引用段落:
发表于 2011-08-29 12:29 |只看该作者

本帖最后由 rwx_hc 于 2011-08-29 12:35 编辑

-----------------------------------------------------
配置部分1：heartbeat
-----------------------------------------------------
节点ha1:

主机解析配置：
vim /etc/hosts //添加下面行：
192.168.1.130 ha1
192.168.1.131 ha2

vim /etc/sysconfig/network //修改下面行
HOSTNAME=ha1

//指令方式修改主机名，否则主机名生效需要重启系统
#hostname ha1

//节点ha2上做相应配置

编辑heartbeat配置文件：详细参数设置可以参考文档例子：/usr/share/doc/ha.cf
vim /etc/ha.d/ha.cf

debugfile /var/log/ha-debug
logfile /var/log/ha-log
logfacility    local0
keepalive 2
deadtime 30
warntime 10
initdead 120
udpport 694
#mcast eth0 225.0.0.0 694 1 0
#ha1
ucast eth0 192.168.1.131
#ha2
#ucast eth0 192.168.1.130
auto_failback on
node ha1
node ha2
ping 192.168.1.2
#ping_group group1 192.168.1.1 192.168.1.2 192.168.1.3 192.168.1.4 192.168.1.5
pacemaker respawn

为HeartBeat创建key文件：签名算法可以是md5 sha1 crc crc32c，这里采用sha1，节点ha2上需要拷贝这个key文件，
两边的key文件必须相同！
(echo -ne "auth 1\n1 sha1 ";dd if=/dev/urandom bs=512 count=1 | openssl sha1 ) > /etc/ha.d/authkeys
chmod 600 /etc/ha.d/authkeys
拷贝到节点ha2上：
scp /etc/ha.d/authkeys root@ha2:/etc/ha.d/authkeys
scp /etc/ha.d/ha.cf root@ha2:/etc/ha.d/ha.cf
ha2上：修改ha.cf：两个节点仅此行配置是不同的，因为需要配置的是对方的IP地址，如果有两个以上节点则需要组播地址！

#ucast eth0 192.168.1.131
ucast eth0 192.168.1.130

重要：防火墙设置：setup --> Firewall configuration
Security Level: ( ) Enabled (*) Disabled SELinux: Disabled
或者定制：需要开放端口：UDP 694
定制选项中设置：Other ports ha-cluster:udp
直接修改配置文件：

节点ha1和ha2上：
将heartbeat服务设置为开机启动
chkconfig --level 3 heartbeat on

启动服务
service heartbeat start
注意查看信息提示和日志：/var/log/ha-log
如果工作不正常，日志是很重要的参考信息。

状态查看：
crm_mon -1
或
crm status
输出应如下：
   crm status
============
Last updated: Fri Aug 26 19:42:31 2011
Stack: Heartbeat
Current DC: ha2 (eec53f08-e761-461c-9bc3-9520159451f2) - partition with quorum
Version: 1.0.11-db98485d06ed3fe0fe236509f023e1bd4a5566f1
2 Nodes configured, unknown expected votes
============

Online: [ ha1 ha2 ]

pacemaker控制文件： /var/lib/heartbeat/crm/cib.xml

实战分享：从技术角度谈机器学习入门| 【大话IT】RadonDB低门槛向MySQL集群下战书 | ChinaUnix打赏功能已上线！ | 新一代分布式关系型数据库RadonDB知多少？

练习任务:
(a) 在这份heartbeat配置说明里，为HeartBeat创建key文件时采用的是哪种签名算法？
(b) 把heartbeat配置说明中从“重要：防火墙设置：setup --> Firewall”起、到“如果工作不正常，日志是很重要的参考信息。”止（含这两处）的文字原样抄录下来。

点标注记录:
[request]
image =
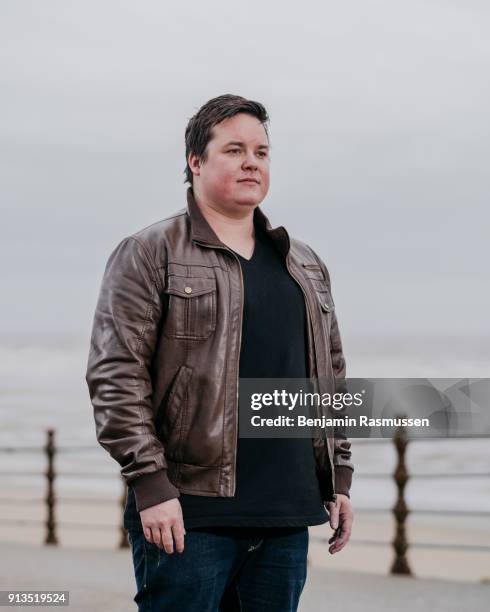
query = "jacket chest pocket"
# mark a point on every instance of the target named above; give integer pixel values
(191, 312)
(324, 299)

==

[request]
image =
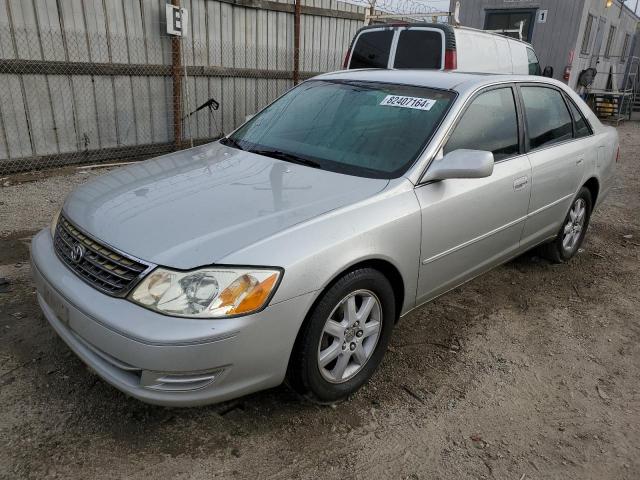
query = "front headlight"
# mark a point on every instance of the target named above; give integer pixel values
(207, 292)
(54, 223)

各题答案:
(a) sha1

(b)
重要：防火墙设置：setup --> Firewall configuration
Security Level: ( ) Enabled (*) Disabled SELinux: Disabled
或者定制：需要开放端口：UDP 694
定制选项中设置：Other ports ha-cluster:udp
直接修改配置文件：

节点ha1和ha2上：
将heartbeat服务设置为开机启动
chkconfig --level 3 heartbeat on

启动服务
service heartbeat start
注意查看信息提示和日志：/var/log/ha-log
如果工作不正常，日志是很重要的参考信息。